問題の詳細:
下の抽出テキストをもとに、次の問いに答えてください。
(a) 砒素及びその化合物は、特定有害物質のうちどの種類に分類されていますか?
(b) 砒素が半金属元素と呼ばれるのはなぜですか?
(c) PRTR制度の対象となっているのは何ですか?

抽出テキスト:
【環境省 指定調査機関】地歴調査・土壌調査・不動産評価・不動産売買・不動産仲介 トランスバリュー・リアルエステートサービス株式会社

砒素及びその化合物(第二種特定有害物質)について

特定有害物質のうち、第二種特定有害物質(重金属等)の砒素及びその化合物を取り上げます。

特徴と用途

砒素は、天然の硫砒鉄鉱から得られる物質で、金属と非金属の両方の性質をもつため、半金属元素と呼ばれています。砒素にはさまざまな化合物があります。化合物には炭素を含まない無機砒素化合物と、炭素を含む有機砒素化合物があります。PRTR制度の対象となっているのは砒素とその無機化合物です。

表示情報:
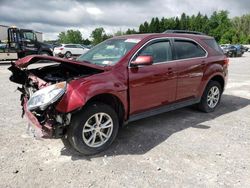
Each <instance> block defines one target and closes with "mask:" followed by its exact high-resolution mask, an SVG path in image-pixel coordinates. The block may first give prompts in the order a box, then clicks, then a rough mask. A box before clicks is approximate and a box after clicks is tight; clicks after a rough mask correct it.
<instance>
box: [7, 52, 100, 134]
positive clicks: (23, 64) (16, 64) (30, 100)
mask: <svg viewBox="0 0 250 188" xmlns="http://www.w3.org/2000/svg"><path fill="white" fill-rule="evenodd" d="M40 59H42V60H45V59H46V58H45V57H40V56H27V57H25V58H23V59H21V60H18V61H17V62H16V63H14V64H12V66H11V67H10V68H9V70H10V71H11V72H12V75H11V77H10V80H11V81H12V82H15V83H17V84H20V85H21V87H18V90H19V91H20V92H21V105H22V107H23V115H25V116H26V117H27V118H28V121H29V124H31V125H32V126H33V127H34V128H35V132H36V134H35V135H36V136H39V137H42V138H60V137H62V136H63V135H64V134H65V133H66V128H67V126H68V125H69V124H70V119H71V114H72V112H68V111H67V112H65V111H64V112H62V111H61V112H60V111H59V110H57V105H58V103H60V101H61V100H62V98H63V97H64V95H66V94H67V92H68V91H67V90H68V83H69V82H70V81H72V80H75V79H77V78H83V77H86V76H90V75H93V74H97V73H100V72H102V71H103V70H99V69H96V68H94V67H92V66H84V64H79V63H77V62H76V63H74V62H73V63H72V62H70V61H65V60H61V59H58V58H53V57H48V59H47V60H48V61H50V63H52V64H49V65H45V66H44V65H43V66H42V67H39V68H33V69H29V68H28V66H29V65H30V64H32V63H35V62H37V63H39V60H40ZM47 63H48V62H47ZM64 104H65V105H67V101H66V102H65V103H64Z"/></svg>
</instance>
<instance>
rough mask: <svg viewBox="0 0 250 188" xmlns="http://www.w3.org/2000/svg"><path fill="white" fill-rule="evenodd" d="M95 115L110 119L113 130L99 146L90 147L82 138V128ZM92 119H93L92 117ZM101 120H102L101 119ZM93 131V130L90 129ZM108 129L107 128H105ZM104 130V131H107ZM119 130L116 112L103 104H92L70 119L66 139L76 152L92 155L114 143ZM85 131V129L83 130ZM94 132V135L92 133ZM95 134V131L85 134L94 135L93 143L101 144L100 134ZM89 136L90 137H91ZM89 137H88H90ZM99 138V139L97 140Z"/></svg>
mask: <svg viewBox="0 0 250 188" xmlns="http://www.w3.org/2000/svg"><path fill="white" fill-rule="evenodd" d="M97 113H105V114H107V115H108V116H109V118H111V119H112V122H113V128H112V132H110V133H109V134H110V137H109V138H108V139H106V141H105V142H104V143H103V144H102V145H101V146H96V147H91V146H89V145H88V144H87V143H86V142H85V140H84V136H83V128H84V126H85V125H86V123H87V122H88V123H89V121H91V120H92V119H91V117H93V115H95V114H97ZM93 118H94V117H93ZM101 119H102V118H101ZM96 124H97V123H95V125H96ZM91 129H93V128H91ZM107 129H108V128H107ZM107 129H105V130H107ZM118 129H119V119H118V116H117V114H116V112H115V111H114V110H113V108H111V107H110V106H108V105H106V104H103V103H92V104H90V105H88V106H86V107H85V108H84V109H83V110H82V111H81V112H79V113H77V114H75V115H73V116H72V118H71V124H70V125H69V127H68V130H67V134H66V137H65V138H66V139H67V140H68V141H69V143H70V145H71V146H72V147H73V148H74V149H75V150H76V151H78V152H80V153H81V154H84V155H94V154H97V153H99V152H101V151H104V150H106V149H107V148H108V147H109V146H110V145H111V144H112V143H113V141H114V139H115V138H116V136H117V133H118ZM85 130H86V129H85ZM99 131H100V132H101V131H104V130H103V129H102V130H101V129H99ZM93 132H94V133H93ZM100 132H99V133H97V132H96V130H95V131H94V130H93V131H89V132H87V133H84V135H85V134H92V135H93V134H95V135H96V136H95V141H96V140H99V142H101V137H102V136H101V134H100ZM92 135H91V136H92ZM91 136H90V137H91ZM98 137H99V139H98Z"/></svg>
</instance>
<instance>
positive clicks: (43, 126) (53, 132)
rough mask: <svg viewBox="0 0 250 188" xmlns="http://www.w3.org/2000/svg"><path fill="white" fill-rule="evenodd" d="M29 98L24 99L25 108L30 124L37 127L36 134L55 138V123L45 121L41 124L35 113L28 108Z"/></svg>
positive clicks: (26, 116) (39, 136) (28, 120)
mask: <svg viewBox="0 0 250 188" xmlns="http://www.w3.org/2000/svg"><path fill="white" fill-rule="evenodd" d="M27 101H28V100H27V98H24V99H23V110H24V113H25V116H26V118H27V119H28V121H29V124H31V126H32V127H33V128H34V129H35V135H36V137H39V138H54V131H53V125H52V124H51V123H49V122H45V123H44V124H43V125H41V124H40V122H39V121H38V119H37V118H36V116H35V115H34V114H32V113H31V112H30V111H29V110H28V109H27Z"/></svg>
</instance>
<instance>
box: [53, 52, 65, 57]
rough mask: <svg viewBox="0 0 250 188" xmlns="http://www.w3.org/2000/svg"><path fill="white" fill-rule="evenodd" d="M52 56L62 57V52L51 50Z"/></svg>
mask: <svg viewBox="0 0 250 188" xmlns="http://www.w3.org/2000/svg"><path fill="white" fill-rule="evenodd" d="M53 54H54V56H56V57H64V54H63V53H62V52H55V51H54V52H53Z"/></svg>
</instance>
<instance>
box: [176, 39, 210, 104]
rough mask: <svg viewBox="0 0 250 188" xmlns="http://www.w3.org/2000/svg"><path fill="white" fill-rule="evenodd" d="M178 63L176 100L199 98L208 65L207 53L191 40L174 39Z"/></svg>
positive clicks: (195, 43)
mask: <svg viewBox="0 0 250 188" xmlns="http://www.w3.org/2000/svg"><path fill="white" fill-rule="evenodd" d="M174 47H175V59H176V62H177V69H178V71H177V75H178V81H177V94H176V100H177V101H178V100H183V99H188V98H195V97H197V95H198V93H199V91H198V89H199V85H200V83H201V79H202V77H203V72H204V69H205V65H206V59H207V58H206V57H207V52H206V51H205V50H204V49H203V48H202V47H201V46H200V45H199V44H198V43H197V42H195V41H193V40H191V39H174Z"/></svg>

作業結果:
(a) 第二種特定有害物質(重金属等)
(b) 金属と非金属の両方の性質をもつため
(c) 砒素とその無機化合物